Lines of data:

---+---

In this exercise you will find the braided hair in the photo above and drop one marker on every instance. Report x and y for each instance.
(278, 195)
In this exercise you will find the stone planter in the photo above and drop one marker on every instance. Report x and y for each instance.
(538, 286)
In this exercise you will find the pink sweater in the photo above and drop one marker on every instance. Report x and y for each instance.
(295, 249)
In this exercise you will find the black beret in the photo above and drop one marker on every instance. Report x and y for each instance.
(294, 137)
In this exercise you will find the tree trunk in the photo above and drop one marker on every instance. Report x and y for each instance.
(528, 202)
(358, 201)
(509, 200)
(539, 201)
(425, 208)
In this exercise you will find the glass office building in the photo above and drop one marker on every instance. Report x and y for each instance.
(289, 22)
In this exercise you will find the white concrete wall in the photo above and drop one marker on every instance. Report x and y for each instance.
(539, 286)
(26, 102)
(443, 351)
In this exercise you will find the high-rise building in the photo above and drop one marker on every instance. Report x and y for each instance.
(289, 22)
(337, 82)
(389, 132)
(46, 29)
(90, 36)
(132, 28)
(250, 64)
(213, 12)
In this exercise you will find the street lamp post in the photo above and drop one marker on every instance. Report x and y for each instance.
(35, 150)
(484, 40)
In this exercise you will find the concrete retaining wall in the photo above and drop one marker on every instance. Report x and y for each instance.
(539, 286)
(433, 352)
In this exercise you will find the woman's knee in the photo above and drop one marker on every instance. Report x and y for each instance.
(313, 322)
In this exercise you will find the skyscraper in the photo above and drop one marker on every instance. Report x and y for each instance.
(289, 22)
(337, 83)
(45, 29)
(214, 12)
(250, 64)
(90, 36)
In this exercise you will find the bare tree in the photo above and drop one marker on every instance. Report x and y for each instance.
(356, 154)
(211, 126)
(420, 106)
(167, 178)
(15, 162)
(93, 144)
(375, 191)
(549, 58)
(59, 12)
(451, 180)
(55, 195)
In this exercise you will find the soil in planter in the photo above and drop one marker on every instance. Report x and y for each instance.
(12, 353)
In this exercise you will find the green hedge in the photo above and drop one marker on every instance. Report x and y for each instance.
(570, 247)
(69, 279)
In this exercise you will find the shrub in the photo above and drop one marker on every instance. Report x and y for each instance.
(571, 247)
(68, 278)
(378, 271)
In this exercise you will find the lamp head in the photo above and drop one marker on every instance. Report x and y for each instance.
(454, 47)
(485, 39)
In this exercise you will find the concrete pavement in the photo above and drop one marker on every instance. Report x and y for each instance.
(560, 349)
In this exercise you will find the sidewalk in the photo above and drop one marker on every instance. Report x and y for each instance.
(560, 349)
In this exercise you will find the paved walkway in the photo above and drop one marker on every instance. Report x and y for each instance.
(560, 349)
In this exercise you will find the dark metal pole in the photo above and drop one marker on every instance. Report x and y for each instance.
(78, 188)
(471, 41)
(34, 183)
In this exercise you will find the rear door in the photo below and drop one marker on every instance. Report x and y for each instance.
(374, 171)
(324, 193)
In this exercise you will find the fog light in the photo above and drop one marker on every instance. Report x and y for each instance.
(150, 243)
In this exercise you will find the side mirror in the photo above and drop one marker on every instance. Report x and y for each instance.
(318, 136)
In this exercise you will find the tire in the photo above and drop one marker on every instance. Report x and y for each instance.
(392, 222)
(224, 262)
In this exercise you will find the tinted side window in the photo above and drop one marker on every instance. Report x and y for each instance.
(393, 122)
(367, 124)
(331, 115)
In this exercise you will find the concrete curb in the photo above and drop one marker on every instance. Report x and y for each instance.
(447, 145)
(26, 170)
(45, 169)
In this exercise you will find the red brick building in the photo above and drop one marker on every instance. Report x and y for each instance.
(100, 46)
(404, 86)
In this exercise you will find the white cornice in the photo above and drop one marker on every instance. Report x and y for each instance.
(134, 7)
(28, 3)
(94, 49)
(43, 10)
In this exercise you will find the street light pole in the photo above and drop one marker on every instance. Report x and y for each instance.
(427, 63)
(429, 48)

---+---

**What needs to be done**
Rewrite all the records above as a numbered list with one line per item, leaving out any blank lines.

**Response to the exercise**
1. In this exercise you will find the braided hair in the photo above and drop one marker on every instance. Report x and y for each instance.
2. (278, 195)
3. In this exercise you will find the stone planter in the photo above and drop one marker on every instance. Report x and y for each instance.
4. (538, 286)
5. In this exercise you will find the pink sweater in the photo above and drop one marker on every instance. Report x and y for each instance.
6. (295, 249)
7. In this exercise you will find the black beret in the photo above and drop one marker on every instance. Report x and y for each instance.
8. (294, 137)
9. In this exercise you will find the tree trunk in the photo above and drop one marker on every instance. Report x and y for each instance.
10. (528, 202)
11. (358, 201)
12. (509, 200)
13. (539, 201)
14. (425, 208)
15. In this exercise you will find the glass office building in the photo above and drop one marker on every instance. Report x and y for each instance.
16. (289, 22)
17. In this exercise you will find the white concrete wall in the photo above and drop one marker on every instance. Report x and y for each instance.
18. (539, 286)
19. (26, 102)
20. (443, 351)
21. In this exercise you will find the high-rise building in the photo above and drop one marker on every instance. Report x and y for each instance.
22. (289, 22)
23. (337, 82)
24. (389, 132)
25. (46, 29)
26. (90, 36)
27. (132, 28)
28. (250, 64)
29. (213, 12)
30. In this exercise you will find the street lamp post in the photo above and drop one marker on every instance. Report x and y for each instance.
31. (35, 150)
32. (484, 40)
33. In this exercise you will find the concrete retaining wall in the photo above and drop one marker on every instance. Report x and y for each instance.
34. (539, 286)
35. (433, 352)
36. In this exercise you will find the woman's knee in the photo above and drop one marker on every instance. Report x and y for each instance.
37. (313, 322)
38. In this exercise you will find the skyscraper in the photo above and drop one marker on every instance. Report x and y for each instance.
39. (289, 22)
40. (337, 83)
41. (45, 29)
42. (214, 12)
43. (250, 64)
44. (90, 36)
45. In this exercise you will find the bare tree in the photo above and drop one marker on every instance. Report x and y for each instance.
46. (356, 154)
47. (211, 126)
48. (420, 106)
49. (167, 178)
50. (15, 162)
51. (93, 144)
52. (375, 191)
53. (549, 58)
54. (59, 12)
55. (451, 180)
56. (55, 195)
57. In this exercise you will find the soil in planter in the photo above and drop one marker on every instance. Report x and y for each instance.
58. (12, 353)
59. In this exercise you will find the green hedge in the photo above and drop one marker on every instance. Report x and y for each instance.
60. (570, 247)
61. (69, 279)
62. In this exercise you will find the shrub in the photo above and drop one marker on every instance. Report x and y for each instance.
63. (571, 247)
64. (68, 278)
65. (378, 271)
66. In this exercise you will find the lamp head in the photo above and drop one marker on every instance. Report x and y for each instance.
67. (454, 47)
68. (485, 39)
69. In this exercise you will find the concrete pavement in the photo above and drop one marker on every instance. Report x and y for each instance.
70. (560, 349)
71. In this exercise you will find the sidewalk in the photo above and drop one marker on every instance. Report x and y for each instance.
72. (560, 349)
73. In this exercise you will find the paved walkway in the photo above and drop one marker on every instance. Report x and y for each instance.
74. (560, 349)
75. In this exercise you will find the dark metal pole in the photo above and drop one marker on every instance. Report x and y for each instance.
76. (78, 188)
77. (471, 41)
78. (34, 183)
79. In this exercise you will find the rear door in the photo below and drop one marker on every instance. Report x and y for each instance.
80. (374, 171)
81. (324, 193)
82. In this exercise you will find the fog light in the photo above and drop one marker on every instance. Report x and y for each instance.
83. (150, 243)
84. In this exercise you will find the side mirror in the photo above and drop one marker on every instance. Report x and y for each instance.
85. (318, 136)
86. In this exercise you will find the tire in the photo above and drop one marker on every instance. Report x and y for each instance.
87. (392, 222)
88. (224, 262)
89. In this exercise you will find the tinted side window in the photo above and drop one marker on every instance. Report x and y for each instance.
90. (393, 122)
91. (367, 124)
92. (331, 115)
93. In this exercise you will find the concrete curb in the photo above and drop one marker on every instance. Report x and y for each instance.
94. (447, 145)
95. (26, 170)
96. (45, 169)
97. In this exercise you will find the red brick building in the photo above and drop one marker on every instance. Report x and y for each instance.
98. (100, 46)
99. (404, 86)
100. In this exercise you will find the white cornice in the photo above and drop one marker on every instance. Report x and y for each instance.
101. (134, 7)
102. (28, 3)
103. (94, 49)
104. (43, 10)
105. In this exercise you will find the street light pole in the photo above and drop one marker on every instance. Report x and y for each instance.
106. (427, 63)
107. (429, 48)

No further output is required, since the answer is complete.